### [PROVIDED RECORDS]
>>
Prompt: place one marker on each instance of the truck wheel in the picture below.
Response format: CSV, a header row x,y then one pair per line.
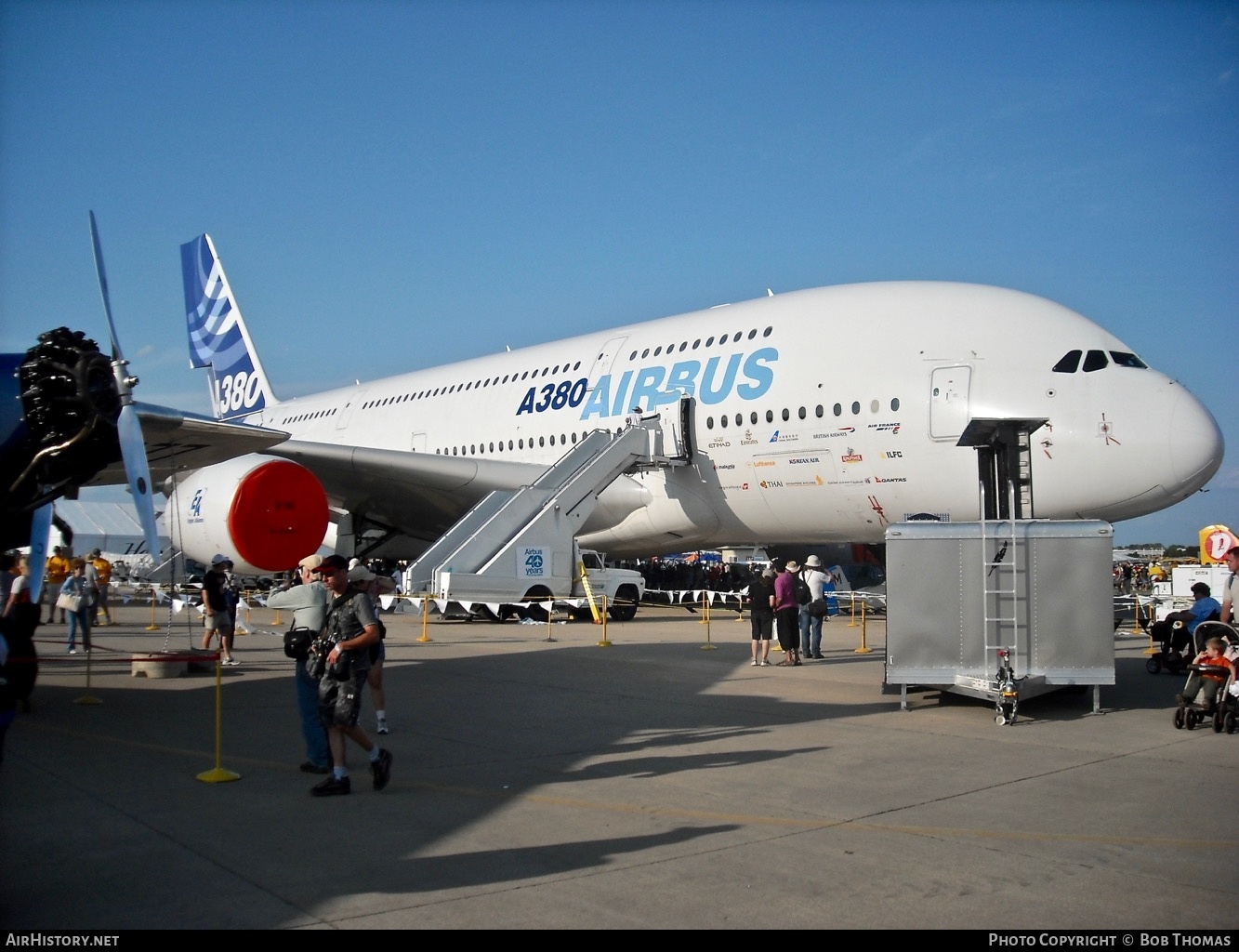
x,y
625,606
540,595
<<
>>
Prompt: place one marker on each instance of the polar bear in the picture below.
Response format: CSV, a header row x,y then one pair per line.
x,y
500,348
<<
>>
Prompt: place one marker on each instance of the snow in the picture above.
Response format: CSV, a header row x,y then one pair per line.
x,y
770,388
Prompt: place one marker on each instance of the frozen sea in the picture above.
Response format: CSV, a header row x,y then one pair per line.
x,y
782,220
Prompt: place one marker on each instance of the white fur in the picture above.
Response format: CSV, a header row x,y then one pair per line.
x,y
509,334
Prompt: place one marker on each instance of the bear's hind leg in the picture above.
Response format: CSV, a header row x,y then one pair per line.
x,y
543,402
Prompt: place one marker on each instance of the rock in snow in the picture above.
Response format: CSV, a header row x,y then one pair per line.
<<
### [WHAT TO WORK ON]
From the entries above, extract every line that contains the word "each".

### [WRITTEN SOLUTION]
Prompt: place one marker on each instance of the truck wheel in the picture below.
Prompt: place one marker on each instance of the polar bear in the picture below.
Prompt: place one marker on each instance of the snow in the picture above.
Prompt: place one marker on each instance of the frozen sea in the picture above.
Prompt: place one marker on each instance of the white fur in the picture above.
Prompt: place one marker on each instance of the bear's hind leg in the picture above.
Prompt: place one marker on each instance of the rock in snow in the picture above.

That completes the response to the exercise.